### Problem details
The stretch wanted below opens at the line containing "positive clicks: (113, 162) (215, 139)" and closes at the line containing "positive clicks: (210, 116)". Please return it exactly, with no other lines.

### The data
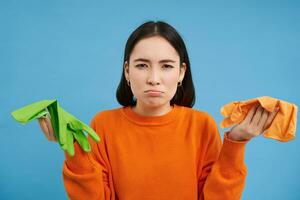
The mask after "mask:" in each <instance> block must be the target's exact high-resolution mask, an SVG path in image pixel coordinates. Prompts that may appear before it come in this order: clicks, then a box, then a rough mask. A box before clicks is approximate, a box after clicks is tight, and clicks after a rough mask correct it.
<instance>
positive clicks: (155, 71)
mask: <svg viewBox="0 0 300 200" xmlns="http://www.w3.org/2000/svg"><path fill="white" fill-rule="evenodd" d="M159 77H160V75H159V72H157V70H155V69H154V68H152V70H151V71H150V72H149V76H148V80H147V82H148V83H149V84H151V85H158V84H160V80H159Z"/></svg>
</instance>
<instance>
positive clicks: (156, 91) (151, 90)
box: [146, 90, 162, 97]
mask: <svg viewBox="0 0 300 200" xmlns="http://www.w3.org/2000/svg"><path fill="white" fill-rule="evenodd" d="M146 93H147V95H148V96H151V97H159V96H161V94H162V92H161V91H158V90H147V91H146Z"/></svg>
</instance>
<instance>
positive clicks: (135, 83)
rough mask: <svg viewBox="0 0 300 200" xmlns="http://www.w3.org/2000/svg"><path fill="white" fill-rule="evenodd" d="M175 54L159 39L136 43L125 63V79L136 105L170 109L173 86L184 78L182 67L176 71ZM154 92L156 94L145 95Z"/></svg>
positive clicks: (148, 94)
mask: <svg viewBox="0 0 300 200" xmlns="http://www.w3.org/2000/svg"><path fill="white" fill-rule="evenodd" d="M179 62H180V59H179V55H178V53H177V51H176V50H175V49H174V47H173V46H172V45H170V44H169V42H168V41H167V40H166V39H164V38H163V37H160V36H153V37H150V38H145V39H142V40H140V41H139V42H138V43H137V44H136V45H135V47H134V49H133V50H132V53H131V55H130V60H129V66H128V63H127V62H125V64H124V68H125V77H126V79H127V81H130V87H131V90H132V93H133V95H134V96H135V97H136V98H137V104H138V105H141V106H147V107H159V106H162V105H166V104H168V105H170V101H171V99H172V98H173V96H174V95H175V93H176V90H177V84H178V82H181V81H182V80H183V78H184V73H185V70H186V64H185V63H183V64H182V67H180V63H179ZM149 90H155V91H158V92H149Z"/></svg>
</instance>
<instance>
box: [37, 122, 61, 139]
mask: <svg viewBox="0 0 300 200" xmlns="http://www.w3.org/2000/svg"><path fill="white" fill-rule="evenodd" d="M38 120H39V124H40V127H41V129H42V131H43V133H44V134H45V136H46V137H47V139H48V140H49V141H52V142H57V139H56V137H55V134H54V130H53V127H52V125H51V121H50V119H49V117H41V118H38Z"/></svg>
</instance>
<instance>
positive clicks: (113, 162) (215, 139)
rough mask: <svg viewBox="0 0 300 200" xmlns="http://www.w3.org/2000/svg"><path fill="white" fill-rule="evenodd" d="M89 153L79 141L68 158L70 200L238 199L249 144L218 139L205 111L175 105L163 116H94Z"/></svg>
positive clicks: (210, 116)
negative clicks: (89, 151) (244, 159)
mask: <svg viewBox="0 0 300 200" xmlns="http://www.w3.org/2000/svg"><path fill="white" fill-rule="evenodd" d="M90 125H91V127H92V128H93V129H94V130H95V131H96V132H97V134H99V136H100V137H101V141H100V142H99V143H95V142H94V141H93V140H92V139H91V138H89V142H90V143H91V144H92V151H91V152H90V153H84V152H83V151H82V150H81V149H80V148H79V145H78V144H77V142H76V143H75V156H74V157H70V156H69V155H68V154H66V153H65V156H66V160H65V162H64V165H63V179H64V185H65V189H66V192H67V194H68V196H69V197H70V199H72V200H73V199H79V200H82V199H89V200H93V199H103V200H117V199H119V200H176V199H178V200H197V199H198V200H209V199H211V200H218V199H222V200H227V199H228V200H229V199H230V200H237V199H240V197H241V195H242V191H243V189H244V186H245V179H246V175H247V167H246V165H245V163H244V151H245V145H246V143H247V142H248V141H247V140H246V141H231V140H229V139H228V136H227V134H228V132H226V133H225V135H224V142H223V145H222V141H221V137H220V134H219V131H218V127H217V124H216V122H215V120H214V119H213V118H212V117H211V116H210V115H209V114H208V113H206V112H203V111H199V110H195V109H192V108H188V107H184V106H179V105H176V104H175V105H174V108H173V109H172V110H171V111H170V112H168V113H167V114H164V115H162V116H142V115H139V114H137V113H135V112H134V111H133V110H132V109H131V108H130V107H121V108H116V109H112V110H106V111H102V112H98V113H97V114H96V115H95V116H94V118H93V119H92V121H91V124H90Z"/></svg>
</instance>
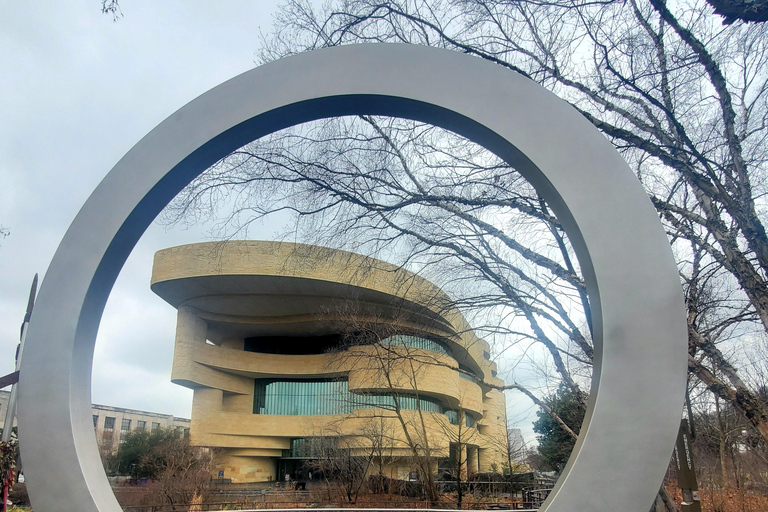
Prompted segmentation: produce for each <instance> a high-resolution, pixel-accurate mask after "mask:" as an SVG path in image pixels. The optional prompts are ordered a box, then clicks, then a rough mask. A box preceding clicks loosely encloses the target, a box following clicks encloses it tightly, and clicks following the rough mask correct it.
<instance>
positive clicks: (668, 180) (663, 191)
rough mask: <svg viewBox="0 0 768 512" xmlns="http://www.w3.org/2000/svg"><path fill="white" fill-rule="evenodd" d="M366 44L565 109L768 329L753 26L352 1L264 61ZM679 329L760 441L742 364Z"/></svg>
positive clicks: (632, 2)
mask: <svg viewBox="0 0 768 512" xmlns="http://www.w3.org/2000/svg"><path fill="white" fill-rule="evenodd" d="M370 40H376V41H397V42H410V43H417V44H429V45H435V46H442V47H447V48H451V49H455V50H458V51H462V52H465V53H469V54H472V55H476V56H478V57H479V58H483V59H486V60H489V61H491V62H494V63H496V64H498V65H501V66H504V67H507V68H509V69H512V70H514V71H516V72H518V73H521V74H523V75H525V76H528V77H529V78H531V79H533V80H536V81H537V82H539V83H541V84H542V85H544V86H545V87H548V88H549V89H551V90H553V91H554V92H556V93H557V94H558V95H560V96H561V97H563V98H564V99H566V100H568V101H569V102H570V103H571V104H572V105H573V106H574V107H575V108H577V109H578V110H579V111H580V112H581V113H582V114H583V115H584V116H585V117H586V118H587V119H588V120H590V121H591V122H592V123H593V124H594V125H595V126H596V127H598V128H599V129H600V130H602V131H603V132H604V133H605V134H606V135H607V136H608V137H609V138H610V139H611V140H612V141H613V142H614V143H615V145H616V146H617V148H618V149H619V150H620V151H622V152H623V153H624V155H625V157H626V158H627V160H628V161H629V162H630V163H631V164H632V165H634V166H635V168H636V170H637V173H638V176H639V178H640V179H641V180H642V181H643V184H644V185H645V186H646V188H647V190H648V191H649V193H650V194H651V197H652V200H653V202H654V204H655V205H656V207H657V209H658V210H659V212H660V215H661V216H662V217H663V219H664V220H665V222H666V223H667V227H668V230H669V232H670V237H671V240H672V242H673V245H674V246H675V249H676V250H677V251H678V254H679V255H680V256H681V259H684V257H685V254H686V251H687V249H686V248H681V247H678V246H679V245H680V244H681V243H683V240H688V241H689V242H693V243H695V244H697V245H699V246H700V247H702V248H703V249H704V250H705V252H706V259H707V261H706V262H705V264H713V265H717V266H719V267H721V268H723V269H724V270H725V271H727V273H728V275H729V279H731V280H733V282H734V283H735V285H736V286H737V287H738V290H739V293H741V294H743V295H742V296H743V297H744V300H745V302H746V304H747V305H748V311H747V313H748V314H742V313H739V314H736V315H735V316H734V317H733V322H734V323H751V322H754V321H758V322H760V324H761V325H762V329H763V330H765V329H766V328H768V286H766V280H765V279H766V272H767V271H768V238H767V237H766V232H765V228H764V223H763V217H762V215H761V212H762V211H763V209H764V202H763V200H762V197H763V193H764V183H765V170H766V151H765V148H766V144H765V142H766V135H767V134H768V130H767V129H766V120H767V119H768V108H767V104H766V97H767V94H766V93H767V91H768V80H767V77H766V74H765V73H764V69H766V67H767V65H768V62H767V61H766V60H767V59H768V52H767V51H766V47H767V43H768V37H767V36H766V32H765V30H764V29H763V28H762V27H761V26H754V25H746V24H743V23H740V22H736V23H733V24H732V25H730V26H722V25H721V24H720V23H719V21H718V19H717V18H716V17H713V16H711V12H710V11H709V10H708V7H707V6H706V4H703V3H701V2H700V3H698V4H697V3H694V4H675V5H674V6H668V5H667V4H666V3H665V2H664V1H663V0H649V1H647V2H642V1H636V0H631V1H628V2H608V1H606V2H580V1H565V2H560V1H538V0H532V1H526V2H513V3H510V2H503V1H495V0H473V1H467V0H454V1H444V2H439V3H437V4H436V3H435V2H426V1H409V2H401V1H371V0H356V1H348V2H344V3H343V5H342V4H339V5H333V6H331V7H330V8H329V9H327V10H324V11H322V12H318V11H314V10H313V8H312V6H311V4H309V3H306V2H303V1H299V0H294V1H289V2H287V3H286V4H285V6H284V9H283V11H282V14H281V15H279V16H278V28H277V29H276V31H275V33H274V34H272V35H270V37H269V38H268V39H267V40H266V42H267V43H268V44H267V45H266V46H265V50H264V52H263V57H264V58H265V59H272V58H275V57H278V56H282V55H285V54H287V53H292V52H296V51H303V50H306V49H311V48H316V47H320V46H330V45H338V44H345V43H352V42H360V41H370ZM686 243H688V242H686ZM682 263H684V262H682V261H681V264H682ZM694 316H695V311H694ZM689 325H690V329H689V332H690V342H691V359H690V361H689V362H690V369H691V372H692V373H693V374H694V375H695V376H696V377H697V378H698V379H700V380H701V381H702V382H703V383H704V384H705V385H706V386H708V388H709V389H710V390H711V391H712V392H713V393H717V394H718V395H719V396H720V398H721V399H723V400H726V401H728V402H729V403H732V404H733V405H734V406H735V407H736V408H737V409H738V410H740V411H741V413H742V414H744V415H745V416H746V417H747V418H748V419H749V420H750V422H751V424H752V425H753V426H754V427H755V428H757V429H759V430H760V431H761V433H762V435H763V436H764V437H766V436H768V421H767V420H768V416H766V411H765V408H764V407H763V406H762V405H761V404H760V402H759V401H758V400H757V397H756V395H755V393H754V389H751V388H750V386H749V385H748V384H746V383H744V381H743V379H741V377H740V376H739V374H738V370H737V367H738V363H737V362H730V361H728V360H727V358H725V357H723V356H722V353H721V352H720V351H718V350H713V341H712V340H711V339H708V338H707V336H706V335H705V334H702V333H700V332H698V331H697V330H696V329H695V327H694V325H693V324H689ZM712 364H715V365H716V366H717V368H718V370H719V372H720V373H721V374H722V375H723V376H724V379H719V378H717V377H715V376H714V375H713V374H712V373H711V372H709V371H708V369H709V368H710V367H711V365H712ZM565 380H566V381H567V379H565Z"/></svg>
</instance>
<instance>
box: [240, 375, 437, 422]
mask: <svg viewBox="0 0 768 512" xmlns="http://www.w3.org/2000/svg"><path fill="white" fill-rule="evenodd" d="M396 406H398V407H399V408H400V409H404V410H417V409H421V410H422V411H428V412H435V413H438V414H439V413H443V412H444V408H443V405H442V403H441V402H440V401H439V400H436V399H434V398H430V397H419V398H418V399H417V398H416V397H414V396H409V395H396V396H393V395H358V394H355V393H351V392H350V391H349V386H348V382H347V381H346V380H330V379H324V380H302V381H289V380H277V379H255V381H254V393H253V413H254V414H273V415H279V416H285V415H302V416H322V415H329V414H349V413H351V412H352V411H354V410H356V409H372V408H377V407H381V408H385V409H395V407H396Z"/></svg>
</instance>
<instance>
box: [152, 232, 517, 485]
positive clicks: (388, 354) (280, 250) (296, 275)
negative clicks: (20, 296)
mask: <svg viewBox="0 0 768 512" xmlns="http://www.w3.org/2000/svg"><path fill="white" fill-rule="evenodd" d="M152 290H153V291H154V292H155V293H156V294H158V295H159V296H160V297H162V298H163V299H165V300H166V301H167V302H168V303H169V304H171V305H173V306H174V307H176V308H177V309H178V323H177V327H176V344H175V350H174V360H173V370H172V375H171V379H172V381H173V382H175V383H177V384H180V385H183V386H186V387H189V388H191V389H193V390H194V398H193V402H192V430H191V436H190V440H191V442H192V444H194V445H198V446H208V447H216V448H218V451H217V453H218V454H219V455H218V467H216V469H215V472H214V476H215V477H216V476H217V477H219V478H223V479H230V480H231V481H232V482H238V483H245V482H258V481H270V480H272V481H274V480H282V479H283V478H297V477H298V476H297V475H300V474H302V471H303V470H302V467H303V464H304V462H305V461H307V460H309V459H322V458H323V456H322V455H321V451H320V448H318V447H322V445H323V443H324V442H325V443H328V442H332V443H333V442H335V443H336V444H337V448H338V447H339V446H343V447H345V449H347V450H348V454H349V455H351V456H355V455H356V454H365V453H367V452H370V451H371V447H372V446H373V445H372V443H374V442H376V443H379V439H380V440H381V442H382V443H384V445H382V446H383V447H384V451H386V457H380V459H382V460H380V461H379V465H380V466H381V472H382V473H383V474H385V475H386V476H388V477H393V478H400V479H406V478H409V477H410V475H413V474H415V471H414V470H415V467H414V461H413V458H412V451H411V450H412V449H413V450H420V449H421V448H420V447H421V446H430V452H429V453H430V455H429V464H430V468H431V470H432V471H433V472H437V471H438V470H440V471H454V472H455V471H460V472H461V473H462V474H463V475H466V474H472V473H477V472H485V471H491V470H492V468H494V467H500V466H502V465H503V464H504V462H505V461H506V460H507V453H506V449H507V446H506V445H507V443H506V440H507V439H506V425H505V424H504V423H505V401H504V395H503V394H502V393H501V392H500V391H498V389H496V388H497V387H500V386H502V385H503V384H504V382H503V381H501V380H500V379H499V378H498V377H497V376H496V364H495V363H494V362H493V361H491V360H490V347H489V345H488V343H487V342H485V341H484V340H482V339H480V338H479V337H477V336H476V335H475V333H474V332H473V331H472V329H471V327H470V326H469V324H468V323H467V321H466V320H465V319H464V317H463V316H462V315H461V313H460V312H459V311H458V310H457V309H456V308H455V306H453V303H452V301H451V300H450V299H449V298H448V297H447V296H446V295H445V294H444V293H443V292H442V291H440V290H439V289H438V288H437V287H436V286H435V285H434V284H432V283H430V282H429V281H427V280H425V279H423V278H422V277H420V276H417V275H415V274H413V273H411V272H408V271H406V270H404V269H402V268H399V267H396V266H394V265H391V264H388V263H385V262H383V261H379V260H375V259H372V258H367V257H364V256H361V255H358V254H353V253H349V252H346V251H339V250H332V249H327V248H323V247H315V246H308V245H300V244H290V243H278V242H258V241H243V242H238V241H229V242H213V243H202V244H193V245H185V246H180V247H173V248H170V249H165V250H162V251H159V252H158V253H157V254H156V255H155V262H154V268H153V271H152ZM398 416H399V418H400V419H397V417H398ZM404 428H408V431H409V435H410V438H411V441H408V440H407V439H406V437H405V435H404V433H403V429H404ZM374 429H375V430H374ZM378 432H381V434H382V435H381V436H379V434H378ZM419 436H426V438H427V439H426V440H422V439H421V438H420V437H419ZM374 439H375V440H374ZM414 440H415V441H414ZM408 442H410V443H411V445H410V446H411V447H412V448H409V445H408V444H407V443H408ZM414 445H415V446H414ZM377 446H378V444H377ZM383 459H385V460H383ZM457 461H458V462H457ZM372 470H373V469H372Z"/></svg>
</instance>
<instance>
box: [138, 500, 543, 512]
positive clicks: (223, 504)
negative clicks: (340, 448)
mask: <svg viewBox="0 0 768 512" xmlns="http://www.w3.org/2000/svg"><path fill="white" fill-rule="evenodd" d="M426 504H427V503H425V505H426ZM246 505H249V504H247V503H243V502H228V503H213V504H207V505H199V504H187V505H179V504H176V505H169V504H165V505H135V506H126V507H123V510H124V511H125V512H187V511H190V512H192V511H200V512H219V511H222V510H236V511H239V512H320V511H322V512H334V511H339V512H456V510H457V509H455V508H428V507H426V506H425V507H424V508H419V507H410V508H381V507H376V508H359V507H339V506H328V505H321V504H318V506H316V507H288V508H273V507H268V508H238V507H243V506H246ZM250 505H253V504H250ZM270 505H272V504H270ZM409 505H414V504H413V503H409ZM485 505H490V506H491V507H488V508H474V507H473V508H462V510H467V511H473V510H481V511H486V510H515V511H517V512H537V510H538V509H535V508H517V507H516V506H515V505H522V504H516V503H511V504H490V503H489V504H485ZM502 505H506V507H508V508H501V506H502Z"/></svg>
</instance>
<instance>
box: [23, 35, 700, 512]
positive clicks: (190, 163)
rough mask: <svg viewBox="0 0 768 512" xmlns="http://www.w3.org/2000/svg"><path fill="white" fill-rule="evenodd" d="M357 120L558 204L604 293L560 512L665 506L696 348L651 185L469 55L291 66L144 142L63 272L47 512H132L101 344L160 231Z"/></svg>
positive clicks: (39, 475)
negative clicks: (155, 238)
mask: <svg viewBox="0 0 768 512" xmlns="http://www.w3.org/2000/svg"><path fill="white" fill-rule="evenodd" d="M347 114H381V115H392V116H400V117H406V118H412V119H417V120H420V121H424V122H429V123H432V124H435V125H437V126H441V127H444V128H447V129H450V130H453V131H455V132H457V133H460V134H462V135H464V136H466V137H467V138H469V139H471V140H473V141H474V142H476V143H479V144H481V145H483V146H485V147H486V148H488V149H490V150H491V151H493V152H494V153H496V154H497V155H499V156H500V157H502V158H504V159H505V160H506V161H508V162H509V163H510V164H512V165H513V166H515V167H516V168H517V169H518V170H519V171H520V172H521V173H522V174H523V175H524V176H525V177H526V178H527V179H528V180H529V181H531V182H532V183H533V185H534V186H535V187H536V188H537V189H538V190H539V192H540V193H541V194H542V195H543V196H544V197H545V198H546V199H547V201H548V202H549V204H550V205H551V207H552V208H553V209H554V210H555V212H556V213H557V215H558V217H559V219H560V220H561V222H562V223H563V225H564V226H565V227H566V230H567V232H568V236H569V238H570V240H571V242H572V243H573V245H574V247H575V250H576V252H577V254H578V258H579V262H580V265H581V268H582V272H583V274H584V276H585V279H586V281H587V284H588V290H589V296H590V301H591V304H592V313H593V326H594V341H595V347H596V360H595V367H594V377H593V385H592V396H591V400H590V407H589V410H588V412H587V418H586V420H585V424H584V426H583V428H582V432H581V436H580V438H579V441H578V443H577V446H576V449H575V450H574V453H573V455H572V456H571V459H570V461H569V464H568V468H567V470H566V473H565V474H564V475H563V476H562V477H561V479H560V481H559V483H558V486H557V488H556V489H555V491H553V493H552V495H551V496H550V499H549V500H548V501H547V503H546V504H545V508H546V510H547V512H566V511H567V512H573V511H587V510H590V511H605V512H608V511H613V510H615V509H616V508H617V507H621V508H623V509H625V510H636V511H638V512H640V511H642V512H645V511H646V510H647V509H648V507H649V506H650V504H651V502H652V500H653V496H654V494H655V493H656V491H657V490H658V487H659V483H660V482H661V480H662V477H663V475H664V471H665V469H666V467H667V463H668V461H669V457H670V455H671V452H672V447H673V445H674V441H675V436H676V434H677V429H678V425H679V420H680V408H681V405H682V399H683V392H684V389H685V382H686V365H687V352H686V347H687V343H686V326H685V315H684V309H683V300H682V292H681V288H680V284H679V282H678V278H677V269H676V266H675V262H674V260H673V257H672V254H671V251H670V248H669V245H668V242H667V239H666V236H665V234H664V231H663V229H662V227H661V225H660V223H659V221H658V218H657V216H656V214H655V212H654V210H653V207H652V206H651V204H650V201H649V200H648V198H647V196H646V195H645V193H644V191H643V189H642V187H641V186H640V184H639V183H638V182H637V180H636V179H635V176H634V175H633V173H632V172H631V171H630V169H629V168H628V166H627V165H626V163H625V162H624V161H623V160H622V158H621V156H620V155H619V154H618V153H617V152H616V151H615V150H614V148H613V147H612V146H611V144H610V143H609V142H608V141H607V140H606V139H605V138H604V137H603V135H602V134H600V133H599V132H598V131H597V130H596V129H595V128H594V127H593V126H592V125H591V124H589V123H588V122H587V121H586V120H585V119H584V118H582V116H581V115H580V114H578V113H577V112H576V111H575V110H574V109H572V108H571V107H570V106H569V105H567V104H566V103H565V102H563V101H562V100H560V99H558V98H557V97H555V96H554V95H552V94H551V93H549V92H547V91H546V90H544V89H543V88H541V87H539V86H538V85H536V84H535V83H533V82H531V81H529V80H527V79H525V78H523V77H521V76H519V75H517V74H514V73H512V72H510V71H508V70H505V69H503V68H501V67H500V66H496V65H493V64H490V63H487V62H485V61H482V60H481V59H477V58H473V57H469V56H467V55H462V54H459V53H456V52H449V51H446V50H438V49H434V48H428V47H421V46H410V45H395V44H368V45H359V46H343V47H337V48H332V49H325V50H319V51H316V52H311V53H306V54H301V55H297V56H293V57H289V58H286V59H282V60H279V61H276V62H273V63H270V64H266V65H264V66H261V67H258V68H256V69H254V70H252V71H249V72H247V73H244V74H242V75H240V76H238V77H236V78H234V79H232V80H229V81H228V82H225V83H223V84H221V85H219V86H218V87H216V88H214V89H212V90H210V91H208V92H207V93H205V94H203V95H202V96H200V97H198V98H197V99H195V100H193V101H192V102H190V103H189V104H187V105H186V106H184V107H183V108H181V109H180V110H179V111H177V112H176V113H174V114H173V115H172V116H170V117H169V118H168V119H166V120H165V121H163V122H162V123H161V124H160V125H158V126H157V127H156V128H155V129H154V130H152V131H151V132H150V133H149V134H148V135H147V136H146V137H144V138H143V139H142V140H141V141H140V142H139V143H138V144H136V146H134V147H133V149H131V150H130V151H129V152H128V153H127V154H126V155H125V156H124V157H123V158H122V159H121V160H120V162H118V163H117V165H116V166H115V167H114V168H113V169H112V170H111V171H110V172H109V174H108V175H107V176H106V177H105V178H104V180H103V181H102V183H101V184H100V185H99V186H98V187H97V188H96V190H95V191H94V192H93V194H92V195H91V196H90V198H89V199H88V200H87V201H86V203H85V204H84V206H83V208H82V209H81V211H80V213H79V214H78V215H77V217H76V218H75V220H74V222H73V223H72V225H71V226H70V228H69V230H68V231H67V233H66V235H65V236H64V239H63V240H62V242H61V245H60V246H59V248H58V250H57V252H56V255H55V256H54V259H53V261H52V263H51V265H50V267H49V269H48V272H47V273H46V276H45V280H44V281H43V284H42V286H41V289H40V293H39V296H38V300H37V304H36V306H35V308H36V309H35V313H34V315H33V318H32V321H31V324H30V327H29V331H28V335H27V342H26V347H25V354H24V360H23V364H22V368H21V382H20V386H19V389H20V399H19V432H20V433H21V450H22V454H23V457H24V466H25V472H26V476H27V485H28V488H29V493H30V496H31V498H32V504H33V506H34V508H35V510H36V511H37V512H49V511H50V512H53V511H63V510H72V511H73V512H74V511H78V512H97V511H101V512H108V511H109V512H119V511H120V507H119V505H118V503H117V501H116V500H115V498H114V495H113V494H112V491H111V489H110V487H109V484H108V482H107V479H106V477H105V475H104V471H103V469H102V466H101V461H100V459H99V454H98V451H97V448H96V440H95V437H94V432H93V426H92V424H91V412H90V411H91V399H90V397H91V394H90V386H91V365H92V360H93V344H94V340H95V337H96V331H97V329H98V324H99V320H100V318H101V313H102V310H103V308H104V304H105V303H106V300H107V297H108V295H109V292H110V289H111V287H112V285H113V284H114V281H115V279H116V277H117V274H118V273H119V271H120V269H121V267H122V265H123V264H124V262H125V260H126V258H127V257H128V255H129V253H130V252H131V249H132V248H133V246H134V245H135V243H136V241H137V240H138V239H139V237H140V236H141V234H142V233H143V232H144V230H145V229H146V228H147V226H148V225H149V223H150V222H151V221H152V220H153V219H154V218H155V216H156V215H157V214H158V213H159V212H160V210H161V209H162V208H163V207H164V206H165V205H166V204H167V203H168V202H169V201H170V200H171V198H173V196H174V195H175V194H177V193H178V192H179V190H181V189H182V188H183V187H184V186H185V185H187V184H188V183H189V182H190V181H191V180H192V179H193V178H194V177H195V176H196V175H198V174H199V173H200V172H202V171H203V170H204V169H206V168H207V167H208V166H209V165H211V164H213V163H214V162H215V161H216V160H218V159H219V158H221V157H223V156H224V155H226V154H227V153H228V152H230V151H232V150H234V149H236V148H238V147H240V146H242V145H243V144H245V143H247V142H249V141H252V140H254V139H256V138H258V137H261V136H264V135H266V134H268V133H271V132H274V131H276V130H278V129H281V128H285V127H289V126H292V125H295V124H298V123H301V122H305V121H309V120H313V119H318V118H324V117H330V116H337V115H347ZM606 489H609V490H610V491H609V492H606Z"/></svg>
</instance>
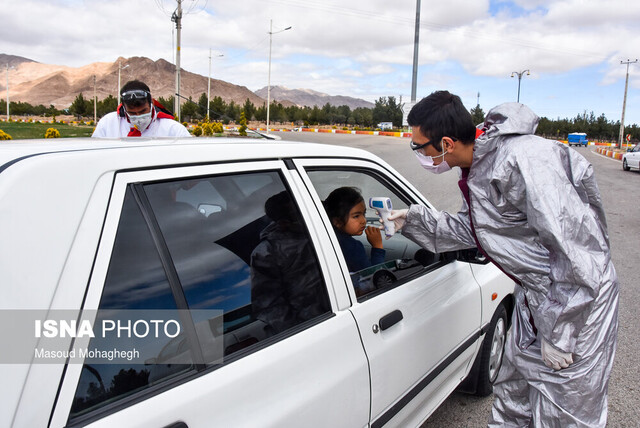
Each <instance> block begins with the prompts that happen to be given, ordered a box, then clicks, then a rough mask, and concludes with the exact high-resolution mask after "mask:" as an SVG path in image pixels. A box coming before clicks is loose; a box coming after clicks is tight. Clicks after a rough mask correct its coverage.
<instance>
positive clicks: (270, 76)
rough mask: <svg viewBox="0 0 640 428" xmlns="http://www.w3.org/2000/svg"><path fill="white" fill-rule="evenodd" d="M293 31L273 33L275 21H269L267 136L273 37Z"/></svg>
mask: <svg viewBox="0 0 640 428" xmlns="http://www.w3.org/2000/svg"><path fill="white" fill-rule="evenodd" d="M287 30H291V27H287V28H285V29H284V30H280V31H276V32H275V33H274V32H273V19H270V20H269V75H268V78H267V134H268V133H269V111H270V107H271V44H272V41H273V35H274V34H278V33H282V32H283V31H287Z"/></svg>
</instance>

### Exercise solution
positive clicks: (113, 162) (215, 139)
rough mask: <svg viewBox="0 0 300 200" xmlns="http://www.w3.org/2000/svg"><path fill="white" fill-rule="evenodd" d="M89 153L79 141L68 158L70 200L238 199L249 144L218 139L205 111L175 105L163 116H94Z"/></svg>
positive clicks: (210, 116)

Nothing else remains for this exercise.